▶ [Short exercise]:
Reproduce every line of the data below, keeping each one identical to the original.

Stored data
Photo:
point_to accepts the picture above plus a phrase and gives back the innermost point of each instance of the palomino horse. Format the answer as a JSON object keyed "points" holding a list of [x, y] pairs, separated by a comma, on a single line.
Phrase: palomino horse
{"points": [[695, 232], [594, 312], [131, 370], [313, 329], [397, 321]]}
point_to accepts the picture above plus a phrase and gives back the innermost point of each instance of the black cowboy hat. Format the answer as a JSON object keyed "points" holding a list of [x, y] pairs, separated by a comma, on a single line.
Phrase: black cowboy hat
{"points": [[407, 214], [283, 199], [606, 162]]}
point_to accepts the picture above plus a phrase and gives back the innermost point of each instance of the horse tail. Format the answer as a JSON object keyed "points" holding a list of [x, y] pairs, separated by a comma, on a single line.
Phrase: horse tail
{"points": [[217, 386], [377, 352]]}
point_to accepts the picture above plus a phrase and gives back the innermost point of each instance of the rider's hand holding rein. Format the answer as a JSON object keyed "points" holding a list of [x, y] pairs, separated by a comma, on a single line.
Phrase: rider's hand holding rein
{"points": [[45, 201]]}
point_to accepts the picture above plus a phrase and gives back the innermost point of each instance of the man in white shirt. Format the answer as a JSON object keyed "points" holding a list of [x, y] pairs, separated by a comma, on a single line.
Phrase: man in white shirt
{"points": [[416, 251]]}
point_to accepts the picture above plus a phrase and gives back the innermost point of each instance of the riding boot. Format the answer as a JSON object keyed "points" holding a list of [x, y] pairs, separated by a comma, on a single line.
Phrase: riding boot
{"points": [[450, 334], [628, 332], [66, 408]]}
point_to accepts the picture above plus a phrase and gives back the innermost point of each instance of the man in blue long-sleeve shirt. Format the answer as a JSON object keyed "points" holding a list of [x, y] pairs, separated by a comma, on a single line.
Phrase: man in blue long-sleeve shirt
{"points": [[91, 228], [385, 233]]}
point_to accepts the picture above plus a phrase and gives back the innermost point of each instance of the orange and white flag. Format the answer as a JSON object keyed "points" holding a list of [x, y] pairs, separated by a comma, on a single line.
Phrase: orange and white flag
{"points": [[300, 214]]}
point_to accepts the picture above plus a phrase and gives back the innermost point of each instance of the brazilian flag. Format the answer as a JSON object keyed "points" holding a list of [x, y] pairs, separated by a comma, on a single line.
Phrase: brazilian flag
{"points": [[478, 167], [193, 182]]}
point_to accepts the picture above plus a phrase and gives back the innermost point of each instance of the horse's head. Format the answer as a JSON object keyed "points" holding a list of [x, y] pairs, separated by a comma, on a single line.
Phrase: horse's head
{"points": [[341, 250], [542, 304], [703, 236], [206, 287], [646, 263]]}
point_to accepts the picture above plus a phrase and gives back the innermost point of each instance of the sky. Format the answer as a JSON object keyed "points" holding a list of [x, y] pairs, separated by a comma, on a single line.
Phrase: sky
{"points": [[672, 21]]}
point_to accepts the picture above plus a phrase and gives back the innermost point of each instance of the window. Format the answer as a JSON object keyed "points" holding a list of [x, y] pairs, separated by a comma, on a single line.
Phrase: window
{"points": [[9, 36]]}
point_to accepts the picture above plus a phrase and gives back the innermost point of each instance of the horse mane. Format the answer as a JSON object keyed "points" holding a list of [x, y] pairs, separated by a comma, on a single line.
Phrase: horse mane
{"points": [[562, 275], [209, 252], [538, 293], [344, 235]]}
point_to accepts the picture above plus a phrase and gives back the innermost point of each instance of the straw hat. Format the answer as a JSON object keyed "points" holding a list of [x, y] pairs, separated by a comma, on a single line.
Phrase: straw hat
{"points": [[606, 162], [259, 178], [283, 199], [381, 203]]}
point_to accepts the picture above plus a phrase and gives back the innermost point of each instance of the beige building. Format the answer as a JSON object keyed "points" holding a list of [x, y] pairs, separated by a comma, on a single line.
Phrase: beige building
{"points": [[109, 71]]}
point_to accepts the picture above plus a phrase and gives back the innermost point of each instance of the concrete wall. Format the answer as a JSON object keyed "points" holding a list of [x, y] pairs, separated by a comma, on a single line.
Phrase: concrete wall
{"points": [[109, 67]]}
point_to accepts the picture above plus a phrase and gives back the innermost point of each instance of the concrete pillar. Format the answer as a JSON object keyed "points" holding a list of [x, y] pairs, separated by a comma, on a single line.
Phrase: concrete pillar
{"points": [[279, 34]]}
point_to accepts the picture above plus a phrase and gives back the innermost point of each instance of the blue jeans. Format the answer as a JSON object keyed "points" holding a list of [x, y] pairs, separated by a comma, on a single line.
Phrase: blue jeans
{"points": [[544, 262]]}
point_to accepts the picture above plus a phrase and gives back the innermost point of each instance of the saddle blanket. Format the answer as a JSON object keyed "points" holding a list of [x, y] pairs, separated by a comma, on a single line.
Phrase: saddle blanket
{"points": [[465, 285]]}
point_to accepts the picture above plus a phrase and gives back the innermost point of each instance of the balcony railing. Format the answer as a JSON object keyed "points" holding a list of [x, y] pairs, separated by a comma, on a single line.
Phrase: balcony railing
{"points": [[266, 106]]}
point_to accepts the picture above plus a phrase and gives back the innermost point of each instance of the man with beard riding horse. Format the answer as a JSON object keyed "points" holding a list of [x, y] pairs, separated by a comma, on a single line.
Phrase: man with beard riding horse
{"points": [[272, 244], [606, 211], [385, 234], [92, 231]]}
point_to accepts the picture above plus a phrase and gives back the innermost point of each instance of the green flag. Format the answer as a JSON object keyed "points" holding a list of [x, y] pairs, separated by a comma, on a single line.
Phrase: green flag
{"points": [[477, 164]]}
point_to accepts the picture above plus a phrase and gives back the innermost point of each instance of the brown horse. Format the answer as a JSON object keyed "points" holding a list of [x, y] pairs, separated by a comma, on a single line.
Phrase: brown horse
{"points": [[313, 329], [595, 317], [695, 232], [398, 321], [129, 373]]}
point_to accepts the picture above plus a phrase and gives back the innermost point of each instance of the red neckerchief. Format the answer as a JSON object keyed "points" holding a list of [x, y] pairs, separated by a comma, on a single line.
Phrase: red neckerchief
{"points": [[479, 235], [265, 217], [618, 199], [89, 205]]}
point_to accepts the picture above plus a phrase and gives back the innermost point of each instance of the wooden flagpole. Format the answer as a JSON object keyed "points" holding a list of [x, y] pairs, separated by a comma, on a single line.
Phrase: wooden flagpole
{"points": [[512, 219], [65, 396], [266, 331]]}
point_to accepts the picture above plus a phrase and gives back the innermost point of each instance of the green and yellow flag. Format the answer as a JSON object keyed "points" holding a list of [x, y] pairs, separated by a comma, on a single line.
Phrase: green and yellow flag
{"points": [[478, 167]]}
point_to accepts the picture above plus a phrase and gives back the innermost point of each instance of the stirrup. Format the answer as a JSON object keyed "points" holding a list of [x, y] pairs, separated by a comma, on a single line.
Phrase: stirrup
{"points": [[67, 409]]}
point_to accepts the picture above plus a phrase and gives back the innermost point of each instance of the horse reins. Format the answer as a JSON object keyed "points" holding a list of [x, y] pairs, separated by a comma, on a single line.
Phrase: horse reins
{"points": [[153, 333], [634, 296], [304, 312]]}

▶ [Output for this task]:
Photo:
point_to accepts the picture above plus a phrase and gives back the innermost point of each instance of the palomino horse. Format the answer as a JSON object keyed "points" holding a list of [x, y] pairs, separated by a comma, on a single line.
Phrase: palomino horse
{"points": [[695, 232], [594, 312], [131, 370], [313, 329], [397, 321]]}
point_to accepts the picture above plus a phrase and gives back the innermost point of each instance of the black cowboy hat. Format the answer as a JSON object keyed "points" holding a list of [x, y] pairs, separated by a comma, on a single line.
Phrase: black cowboy hat
{"points": [[407, 214], [283, 199], [606, 162]]}
point_to accepts the picture above plus a phrase and gives back the innermost point of each instance of the horse tail. Format the answer as a JSON object keyed "points" holding a list of [x, y] pairs, separated by a comma, on a single line.
Phrase: horse tail
{"points": [[217, 386], [377, 352]]}
point_to accepts the picture above plus a phrase and gives back the innermost point of each instance of the rider's hand holding rein. Format the answer as a JSON object keyed "points" holding a list of [x, y] pairs, separated by a comma, on a single line.
Phrase: rider's hand holding rein
{"points": [[45, 201]]}
point_to accepts the picture above plus a phrase and gives back the innermost point of each instance of the man in white shirt. Format the answer as a JSON object keyed "points" holding a list of [x, y] pairs, separated by a comma, on a single line.
Phrase: man in white shirt
{"points": [[416, 251]]}
point_to accepts the picture above plus a phrase and gives back the innermost point of each instance of the riding boot. Format the answer as a JSON object keyed "points" holding a list of [x, y] pairs, separated by a comma, on a single line.
Phrase: riding boot
{"points": [[450, 334], [628, 332], [66, 408]]}
point_to accepts the picture above plus a phrase and gives back the innermost point of each instance of the man in blue long-sleeve shirt. Format the answer as a JSON object keyed "points" holding a list of [x, y] pairs, separated by a comma, on a single line.
Phrase: man in blue long-sleeve shirt
{"points": [[91, 228], [385, 233]]}
point_to accepts the picture above plus a phrase and gives back the innermost point of each instance of the orange and white flag. Format the answer as a JSON object keyed "points" holding a list of [x, y] pairs, separated by a comma, on a single line.
Phrase: orange and white flag
{"points": [[300, 214]]}
point_to accepts the picture above plus a phrase and gives back the innermost point of each instance of the brazilian flag. Format the answer as a JSON object keyed "points" holding a list of [x, y] pairs, separated by a comma, on a single line.
Phrase: brazilian flag
{"points": [[478, 167], [193, 182]]}
point_to accepts the picture above plus a phrase and gives back the innermost point of each instance of the horse's head. Format the answer as a JSON object keyed "points" holding a list of [x, y] pairs, separated by a comma, on a single line.
Phrase: horse's head
{"points": [[341, 250], [542, 304], [703, 236], [206, 287], [646, 263]]}
point_to accepts the picture above plus a phrase and gives back the innermost point of each instance of the sky. Format the answer as a JSON object keyed "points" holding a list of [x, y] pairs, separated by a comma, on a single line.
Phrase: sky
{"points": [[672, 21]]}
point_to accepts the picture above plus a phrase and gives back the innermost point of each instance of the window. Format the answer as a JSON object keyed "points" holding a list of [x, y] pairs, separated by a comma, on a single line.
Phrase: window
{"points": [[9, 36]]}
point_to accepts the picture above plus a phrase and gives back the innermost point of each instance of the horse mane. Format the answer as a JSON object keyed "points" holding a list of [x, y] pairs, separated by a comma, on a single line.
Phrase: horse mane
{"points": [[562, 275], [209, 252], [538, 293], [344, 235]]}
point_to accepts the picture above plus a phrase and gives back the innermost point of each instance of the straw hat. Format the answer as a JSON object keyed "points" holding a list of [x, y] pairs, separated by a comma, on a single line.
Phrase: straw hat
{"points": [[606, 162], [259, 178], [283, 199], [381, 203]]}
point_to accepts the picture above plus a phrase and gives back the innermost point of each instance of the beige building. Format the answer as a JSON object keyed "points" holding a list of [x, y] pairs, separated by a comma, on a single line.
Phrase: beige building
{"points": [[109, 71]]}
point_to accepts the picture above plus a phrase and gives back the innermost point of each instance of the concrete wall. Format the answer as a JSON object keyed "points" holding a list of [x, y] pairs, separated by a comma, on a single line.
Phrase: concrete wall
{"points": [[109, 67]]}
point_to accepts the picture above plus a phrase and gives back the innermost point of each instance of the concrete pillar. Format the answer as a JSON object keyed "points" holding a list of [x, y] pairs, separated by a comma, on a single line.
Phrase: concrete pillar
{"points": [[279, 34]]}
point_to accepts the picture above plus a phrase and gives back the innermost point of each instance of the blue jeans. Format the answer as a JSON object keyed "points" holding a list of [x, y] pairs, separated by a comma, on a single line.
Phrase: blue jeans
{"points": [[544, 262]]}
point_to accepts the picture above plus a phrase and gives back the innermost point of each instance of the saddle blanket. Format the answer as a JSON object keyed "points" holding a list of [x, y] pairs, separated by a comma, on a single line.
Phrase: saddle blanket
{"points": [[465, 285]]}
point_to accepts the picture above plus a phrase and gives back the innermost point of each instance of the balcony railing. Format the answer as a JSON object keyed "points" holding a list of [x, y] pairs, separated by a comma, on a single line.
Phrase: balcony railing
{"points": [[266, 106]]}
point_to accepts the picture above plus a phrase and gives back the innermost point of each instance of the man with beard riding horse. Format the answer as a JSON object keyed "points" holding a list of [x, y] pairs, separated by a comma, on a single line.
Phrase: man with beard riding horse
{"points": [[272, 244], [606, 211], [385, 234], [92, 231]]}
point_to accepts the picture above plus a phrase and gives back the innermost point of each instance of the green flag. Format the answer as a JSON object keyed "points" holding a list of [x, y] pairs, separated by a comma, on a single line.
Phrase: green flag
{"points": [[477, 164]]}
point_to accepts the picture above plus a phrase and gives back the innermost point of each instance of the brown horse. Format the answer as a JSON object keyed "points" holding a list of [x, y] pairs, separated by a comma, on a single line.
Phrase: brown horse
{"points": [[313, 329], [595, 317], [695, 232], [398, 321], [129, 373]]}
point_to accepts the picture above plus a phrase and gives back the innermost point of each instance of the red neckerchief. Format the answer as a JSON object keyed "points" holding a list of [x, y] pairs, separated by a comma, on a single line.
Phrase: red neckerchief
{"points": [[479, 235], [265, 217], [618, 199], [89, 205]]}
point_to accepts the picture above plus a phrase and gives back the innermost point of each instance of the wooden flagpole. Format the answer as a JSON object keyed "points" holding a list of [x, y] pairs, separated by a comma, on a single line.
Phrase: wooden flagpole
{"points": [[512, 219], [65, 396], [266, 331]]}
point_to accepts the picture above plus a phrase and gives back the innermost point of each instance of the green and yellow flag. Format the answer as a JSON object keyed "points" holding a list of [x, y] pairs, separated by a comma, on a single line.
Phrase: green and yellow flag
{"points": [[478, 167]]}
point_to accepts the picture above plus a phrase and gives back the innermost point of each instance of the stirrup. Format the answer as a JSON object keyed "points" holding a list of [x, y] pairs, separated by a comma, on a single line.
Phrase: stirrup
{"points": [[67, 409]]}
point_to accepts the picture above plus a phrase and gives back the innermost point of each instance of the horse reins. Format the answer as a JSON object keyed "points" holding a list of [x, y] pairs, separated by a comma, on a single line.
Phrase: horse reins
{"points": [[153, 333], [634, 296], [304, 312]]}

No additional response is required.